> _RECORDS SHOWN_:
************
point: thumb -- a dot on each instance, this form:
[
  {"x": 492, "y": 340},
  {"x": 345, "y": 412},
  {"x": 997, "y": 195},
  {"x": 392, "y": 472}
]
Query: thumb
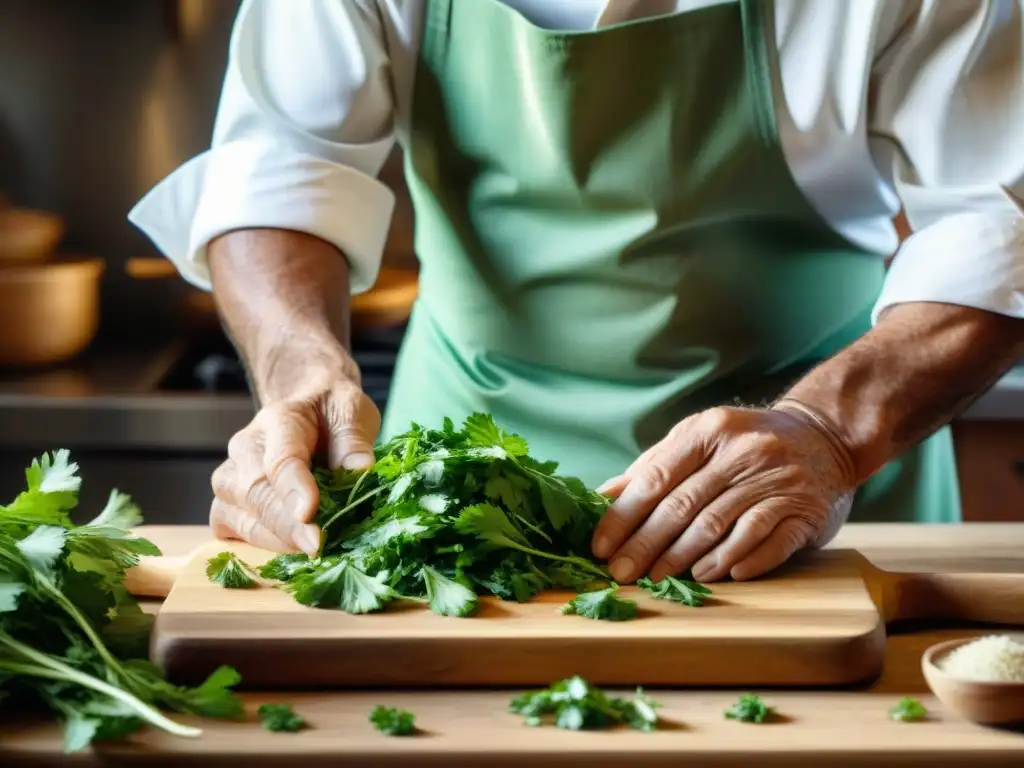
[
  {"x": 290, "y": 441},
  {"x": 352, "y": 423}
]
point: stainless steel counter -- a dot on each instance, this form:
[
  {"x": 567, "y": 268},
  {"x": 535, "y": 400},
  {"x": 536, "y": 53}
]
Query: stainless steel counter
[{"x": 112, "y": 400}]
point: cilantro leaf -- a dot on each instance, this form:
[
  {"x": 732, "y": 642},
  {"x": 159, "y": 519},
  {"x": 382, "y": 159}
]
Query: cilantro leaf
[
  {"x": 120, "y": 512},
  {"x": 10, "y": 591},
  {"x": 482, "y": 432},
  {"x": 446, "y": 596},
  {"x": 677, "y": 590},
  {"x": 576, "y": 705},
  {"x": 908, "y": 711},
  {"x": 43, "y": 547},
  {"x": 750, "y": 709},
  {"x": 281, "y": 718},
  {"x": 492, "y": 524},
  {"x": 229, "y": 570},
  {"x": 336, "y": 583},
  {"x": 393, "y": 722},
  {"x": 284, "y": 567},
  {"x": 602, "y": 604}
]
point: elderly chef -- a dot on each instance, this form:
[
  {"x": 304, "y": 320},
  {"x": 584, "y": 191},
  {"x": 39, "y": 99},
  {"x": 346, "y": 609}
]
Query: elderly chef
[{"x": 653, "y": 238}]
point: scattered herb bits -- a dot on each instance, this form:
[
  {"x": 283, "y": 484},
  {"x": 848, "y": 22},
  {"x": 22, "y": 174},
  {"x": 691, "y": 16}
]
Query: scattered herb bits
[
  {"x": 72, "y": 638},
  {"x": 446, "y": 515},
  {"x": 230, "y": 571},
  {"x": 750, "y": 709},
  {"x": 908, "y": 711},
  {"x": 392, "y": 722},
  {"x": 684, "y": 591},
  {"x": 281, "y": 718},
  {"x": 574, "y": 705},
  {"x": 603, "y": 605}
]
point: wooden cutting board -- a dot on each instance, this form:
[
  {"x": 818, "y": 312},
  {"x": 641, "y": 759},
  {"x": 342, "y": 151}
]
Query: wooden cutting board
[{"x": 818, "y": 621}]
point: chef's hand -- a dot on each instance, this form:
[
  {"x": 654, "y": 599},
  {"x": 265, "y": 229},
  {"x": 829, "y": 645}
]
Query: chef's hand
[
  {"x": 729, "y": 492},
  {"x": 265, "y": 494}
]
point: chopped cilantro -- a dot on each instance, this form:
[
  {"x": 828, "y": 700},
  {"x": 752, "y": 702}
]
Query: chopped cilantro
[
  {"x": 750, "y": 709},
  {"x": 574, "y": 705},
  {"x": 281, "y": 718},
  {"x": 392, "y": 722},
  {"x": 908, "y": 711},
  {"x": 683, "y": 591},
  {"x": 230, "y": 571},
  {"x": 603, "y": 604}
]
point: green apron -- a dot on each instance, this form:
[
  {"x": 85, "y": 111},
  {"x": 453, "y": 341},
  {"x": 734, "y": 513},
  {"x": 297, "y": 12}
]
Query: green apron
[{"x": 610, "y": 240}]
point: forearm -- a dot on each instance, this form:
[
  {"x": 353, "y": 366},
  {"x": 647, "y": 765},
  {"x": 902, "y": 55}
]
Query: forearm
[
  {"x": 284, "y": 298},
  {"x": 921, "y": 367}
]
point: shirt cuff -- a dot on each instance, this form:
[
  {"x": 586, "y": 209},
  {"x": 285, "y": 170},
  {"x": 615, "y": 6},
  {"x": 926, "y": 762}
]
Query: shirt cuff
[
  {"x": 969, "y": 259},
  {"x": 246, "y": 184}
]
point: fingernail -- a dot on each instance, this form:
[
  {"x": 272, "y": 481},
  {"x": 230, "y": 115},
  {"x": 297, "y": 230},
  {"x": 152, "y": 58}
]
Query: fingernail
[
  {"x": 700, "y": 572},
  {"x": 296, "y": 503},
  {"x": 622, "y": 569},
  {"x": 307, "y": 539},
  {"x": 357, "y": 461}
]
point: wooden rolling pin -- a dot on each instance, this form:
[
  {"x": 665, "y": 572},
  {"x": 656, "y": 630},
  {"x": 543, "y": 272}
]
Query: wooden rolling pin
[{"x": 982, "y": 598}]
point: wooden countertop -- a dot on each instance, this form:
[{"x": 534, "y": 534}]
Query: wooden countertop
[{"x": 471, "y": 728}]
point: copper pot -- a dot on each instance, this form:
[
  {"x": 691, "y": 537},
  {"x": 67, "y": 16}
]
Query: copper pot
[
  {"x": 388, "y": 304},
  {"x": 49, "y": 312},
  {"x": 28, "y": 237}
]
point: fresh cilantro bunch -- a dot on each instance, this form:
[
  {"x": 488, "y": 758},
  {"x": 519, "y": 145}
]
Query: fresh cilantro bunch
[
  {"x": 71, "y": 636},
  {"x": 443, "y": 516},
  {"x": 574, "y": 705},
  {"x": 229, "y": 571}
]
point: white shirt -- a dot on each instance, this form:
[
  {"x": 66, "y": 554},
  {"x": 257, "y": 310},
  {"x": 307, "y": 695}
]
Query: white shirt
[{"x": 885, "y": 103}]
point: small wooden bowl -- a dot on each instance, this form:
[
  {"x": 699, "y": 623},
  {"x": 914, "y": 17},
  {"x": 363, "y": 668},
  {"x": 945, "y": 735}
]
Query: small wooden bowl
[
  {"x": 983, "y": 702},
  {"x": 27, "y": 236}
]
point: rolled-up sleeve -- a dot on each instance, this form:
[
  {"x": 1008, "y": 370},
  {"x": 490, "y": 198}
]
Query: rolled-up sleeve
[
  {"x": 947, "y": 129},
  {"x": 304, "y": 124}
]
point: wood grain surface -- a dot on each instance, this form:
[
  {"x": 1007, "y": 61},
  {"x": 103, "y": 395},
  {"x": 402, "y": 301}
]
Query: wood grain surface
[
  {"x": 471, "y": 728},
  {"x": 812, "y": 623}
]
************
> _EXERCISE_: Print out the material word for word, omitting the pictures.

> _EXERCISE OUTPUT_:
point: thumb -- a dot on each instance, this form:
[
  {"x": 492, "y": 340},
  {"x": 345, "y": 412},
  {"x": 997, "y": 195},
  {"x": 392, "y": 472}
]
Query: thumb
[
  {"x": 290, "y": 441},
  {"x": 352, "y": 423}
]
point: stainless steel counter -- a dot on each instance, this form:
[
  {"x": 567, "y": 268},
  {"x": 535, "y": 400},
  {"x": 536, "y": 53}
]
Query: stainless steel counter
[{"x": 112, "y": 400}]
point: cilantro leaf -- a dot on each instance, this form:
[
  {"x": 732, "y": 642},
  {"x": 159, "y": 519},
  {"x": 382, "y": 159}
]
Query: cilantro leaf
[
  {"x": 120, "y": 512},
  {"x": 10, "y": 591},
  {"x": 482, "y": 432},
  {"x": 446, "y": 596},
  {"x": 677, "y": 590},
  {"x": 576, "y": 705},
  {"x": 908, "y": 711},
  {"x": 43, "y": 547},
  {"x": 750, "y": 709},
  {"x": 281, "y": 718},
  {"x": 492, "y": 524},
  {"x": 229, "y": 570},
  {"x": 336, "y": 583},
  {"x": 393, "y": 722},
  {"x": 284, "y": 567},
  {"x": 602, "y": 604}
]
point: elderly chef -- a dot on each instance, this form:
[
  {"x": 304, "y": 320},
  {"x": 584, "y": 191},
  {"x": 39, "y": 99},
  {"x": 346, "y": 609}
]
Query: elderly chef
[{"x": 653, "y": 238}]
point: scattered herb bits -- a dot on each instance, this form:
[
  {"x": 283, "y": 484},
  {"x": 848, "y": 22},
  {"x": 22, "y": 174},
  {"x": 691, "y": 16}
]
Query: scattered herb bits
[
  {"x": 72, "y": 638},
  {"x": 446, "y": 515},
  {"x": 230, "y": 571},
  {"x": 750, "y": 709},
  {"x": 908, "y": 711},
  {"x": 392, "y": 722},
  {"x": 684, "y": 591},
  {"x": 281, "y": 718},
  {"x": 574, "y": 705},
  {"x": 603, "y": 605}
]
point: wooden cutting board -- a dot on each instance, this form:
[
  {"x": 818, "y": 312},
  {"x": 641, "y": 759},
  {"x": 342, "y": 151}
]
Query: wooden cutting board
[{"x": 818, "y": 621}]
point: chef's hand -- a dot on each instance, this form:
[
  {"x": 654, "y": 599},
  {"x": 265, "y": 229},
  {"x": 829, "y": 645}
]
Query: chef's hand
[
  {"x": 729, "y": 492},
  {"x": 265, "y": 494}
]
point: chopped cilantro -- a dot on each instance, this form:
[
  {"x": 828, "y": 700},
  {"x": 752, "y": 702}
]
Query: chopped cilantro
[
  {"x": 750, "y": 709},
  {"x": 574, "y": 705},
  {"x": 281, "y": 718},
  {"x": 392, "y": 722},
  {"x": 908, "y": 711},
  {"x": 683, "y": 591},
  {"x": 230, "y": 571},
  {"x": 603, "y": 604}
]
point: green apron -- a dot on each instance, this form:
[
  {"x": 85, "y": 111},
  {"x": 453, "y": 341},
  {"x": 734, "y": 513},
  {"x": 297, "y": 12}
]
Query: green apron
[{"x": 610, "y": 240}]
point: forearm -- a dot on each instance, this form:
[
  {"x": 353, "y": 366},
  {"x": 647, "y": 765},
  {"x": 902, "y": 55}
]
Query: forearm
[
  {"x": 284, "y": 298},
  {"x": 921, "y": 367}
]
point: shirt cuff -- a dot on each instance, this form:
[
  {"x": 586, "y": 209},
  {"x": 285, "y": 170},
  {"x": 615, "y": 6},
  {"x": 926, "y": 762}
]
Query: shirt cuff
[
  {"x": 969, "y": 259},
  {"x": 246, "y": 184}
]
point: fingernail -- a dot on each instance, this form:
[
  {"x": 272, "y": 481},
  {"x": 230, "y": 115},
  {"x": 297, "y": 230},
  {"x": 152, "y": 58}
]
Query: fingernail
[
  {"x": 700, "y": 572},
  {"x": 296, "y": 503},
  {"x": 622, "y": 569},
  {"x": 307, "y": 539},
  {"x": 357, "y": 461}
]
point: wooden rolling pin -- a dot on each instance, this form:
[
  {"x": 665, "y": 572},
  {"x": 656, "y": 630},
  {"x": 543, "y": 272}
]
Query: wooden rolling pin
[{"x": 982, "y": 598}]
point: wooden countertop -- a dot on each instance, this form:
[{"x": 534, "y": 534}]
Query: wooden countertop
[{"x": 471, "y": 728}]
point: copper pot -- a dot on each instance, this form:
[
  {"x": 691, "y": 537},
  {"x": 67, "y": 16}
]
Query: copper pot
[
  {"x": 388, "y": 304},
  {"x": 49, "y": 312},
  {"x": 28, "y": 237}
]
point: fresh cilantro bunch -- a dot on each instance, this form:
[
  {"x": 488, "y": 758},
  {"x": 519, "y": 145}
]
Query: fresh cilantro bunch
[
  {"x": 71, "y": 636},
  {"x": 443, "y": 516},
  {"x": 574, "y": 705},
  {"x": 229, "y": 571}
]
point: white shirt -- a dot on each instance, this form:
[
  {"x": 66, "y": 554},
  {"x": 257, "y": 310},
  {"x": 307, "y": 695}
]
Query: white shirt
[{"x": 885, "y": 103}]
point: small wooden bowl -- a dot on each instance, this form:
[
  {"x": 699, "y": 623},
  {"x": 914, "y": 17},
  {"x": 363, "y": 668},
  {"x": 945, "y": 735}
]
Query: small wooden bowl
[
  {"x": 983, "y": 702},
  {"x": 27, "y": 236}
]
point: rolled-up sleeve -- a dot on each instance, this form:
[
  {"x": 1008, "y": 370},
  {"x": 490, "y": 198}
]
Query: rolled-up sleeve
[
  {"x": 947, "y": 129},
  {"x": 304, "y": 124}
]
point: wood grain surface -- a dot on each instance, this form:
[
  {"x": 1007, "y": 61},
  {"x": 103, "y": 395},
  {"x": 402, "y": 301}
]
Query: wood grain surface
[
  {"x": 471, "y": 728},
  {"x": 812, "y": 623}
]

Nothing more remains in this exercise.